PROBLEM TO SOLVE
Present the lines below, beginning with the line containing "Target: creek" and continuing through the end of the rows, as a Markdown table with two columns, Row number and Line, and omit any blank lines.

RECORD EXTRACTS
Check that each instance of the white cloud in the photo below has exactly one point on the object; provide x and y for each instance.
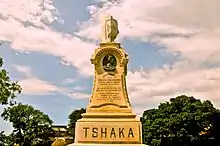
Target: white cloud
(35, 86)
(26, 70)
(78, 95)
(152, 87)
(24, 23)
(185, 26)
(31, 85)
(190, 28)
(69, 80)
(37, 12)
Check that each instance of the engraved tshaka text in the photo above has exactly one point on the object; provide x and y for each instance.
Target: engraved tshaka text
(108, 132)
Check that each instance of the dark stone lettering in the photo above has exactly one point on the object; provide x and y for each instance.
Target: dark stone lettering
(104, 132)
(86, 132)
(130, 133)
(113, 133)
(94, 132)
(121, 132)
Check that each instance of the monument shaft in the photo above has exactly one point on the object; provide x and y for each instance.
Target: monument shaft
(109, 118)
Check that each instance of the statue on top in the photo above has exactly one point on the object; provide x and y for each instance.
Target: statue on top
(109, 29)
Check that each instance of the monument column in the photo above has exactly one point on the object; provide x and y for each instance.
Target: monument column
(109, 118)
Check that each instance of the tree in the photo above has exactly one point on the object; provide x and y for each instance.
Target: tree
(73, 117)
(2, 138)
(8, 89)
(31, 126)
(179, 122)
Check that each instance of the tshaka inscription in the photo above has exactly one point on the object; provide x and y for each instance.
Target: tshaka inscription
(101, 132)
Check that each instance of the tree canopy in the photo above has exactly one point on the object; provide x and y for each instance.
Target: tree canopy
(31, 126)
(8, 88)
(73, 117)
(179, 121)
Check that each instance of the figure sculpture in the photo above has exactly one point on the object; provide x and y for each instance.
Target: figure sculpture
(109, 30)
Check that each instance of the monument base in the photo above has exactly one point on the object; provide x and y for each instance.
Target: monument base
(92, 144)
(108, 131)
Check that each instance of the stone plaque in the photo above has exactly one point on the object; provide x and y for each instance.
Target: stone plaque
(116, 132)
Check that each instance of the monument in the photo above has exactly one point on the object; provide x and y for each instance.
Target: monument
(109, 119)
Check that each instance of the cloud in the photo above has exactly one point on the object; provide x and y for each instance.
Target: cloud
(79, 95)
(154, 86)
(25, 25)
(35, 86)
(31, 85)
(37, 13)
(26, 70)
(69, 80)
(181, 26)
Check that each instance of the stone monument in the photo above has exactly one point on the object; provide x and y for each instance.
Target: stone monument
(109, 119)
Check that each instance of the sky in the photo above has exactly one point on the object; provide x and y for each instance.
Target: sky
(173, 48)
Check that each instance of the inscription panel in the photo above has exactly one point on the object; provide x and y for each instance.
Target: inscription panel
(104, 132)
(109, 90)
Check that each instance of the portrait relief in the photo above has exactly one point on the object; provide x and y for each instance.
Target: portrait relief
(109, 62)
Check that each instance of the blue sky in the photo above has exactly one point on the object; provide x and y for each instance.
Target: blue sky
(172, 50)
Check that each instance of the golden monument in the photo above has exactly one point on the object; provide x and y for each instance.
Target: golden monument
(109, 119)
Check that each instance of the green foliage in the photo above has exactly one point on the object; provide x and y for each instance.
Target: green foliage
(2, 138)
(178, 122)
(73, 117)
(31, 126)
(8, 89)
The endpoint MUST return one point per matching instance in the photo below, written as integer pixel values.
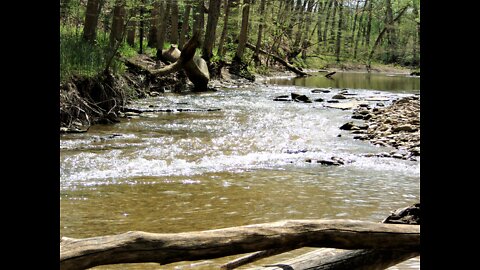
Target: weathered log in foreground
(330, 259)
(142, 247)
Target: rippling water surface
(242, 164)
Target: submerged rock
(320, 90)
(282, 98)
(339, 96)
(300, 98)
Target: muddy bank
(102, 98)
(397, 125)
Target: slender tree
(327, 19)
(163, 11)
(131, 28)
(91, 20)
(352, 37)
(256, 58)
(339, 30)
(174, 22)
(142, 25)
(185, 20)
(199, 19)
(357, 37)
(116, 32)
(369, 25)
(226, 7)
(154, 22)
(391, 37)
(333, 22)
(242, 38)
(213, 14)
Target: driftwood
(280, 60)
(142, 247)
(329, 259)
(336, 259)
(253, 257)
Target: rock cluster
(397, 126)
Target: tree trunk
(379, 38)
(416, 35)
(332, 27)
(357, 38)
(164, 248)
(391, 37)
(308, 22)
(199, 19)
(142, 25)
(131, 29)
(209, 41)
(91, 20)
(354, 26)
(335, 259)
(281, 61)
(301, 21)
(369, 25)
(256, 57)
(174, 22)
(153, 30)
(226, 6)
(242, 38)
(186, 17)
(327, 20)
(320, 11)
(339, 31)
(163, 11)
(116, 32)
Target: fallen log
(195, 67)
(369, 259)
(163, 248)
(336, 259)
(280, 60)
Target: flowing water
(242, 164)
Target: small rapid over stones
(181, 162)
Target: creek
(240, 163)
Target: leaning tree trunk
(131, 29)
(226, 5)
(360, 23)
(116, 32)
(256, 58)
(184, 31)
(242, 38)
(327, 19)
(164, 11)
(213, 14)
(380, 36)
(153, 29)
(174, 22)
(339, 31)
(281, 61)
(164, 248)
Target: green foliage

EXERCISE RESULT
| Row number | Line |
|---|---|
| 1 | Target: creek |
| 2 | (240, 163) |
| 3 | Target: leaning tree trunk |
| 4 | (131, 29) |
| 5 | (226, 5) |
| 6 | (360, 23) |
| 7 | (116, 32) |
| 8 | (256, 58) |
| 9 | (184, 31) |
| 10 | (242, 38) |
| 11 | (327, 19) |
| 12 | (164, 11) |
| 13 | (213, 14) |
| 14 | (380, 36) |
| 15 | (153, 29) |
| 16 | (174, 22) |
| 17 | (339, 31) |
| 18 | (281, 61) |
| 19 | (164, 248) |
| 20 | Target: green foliage |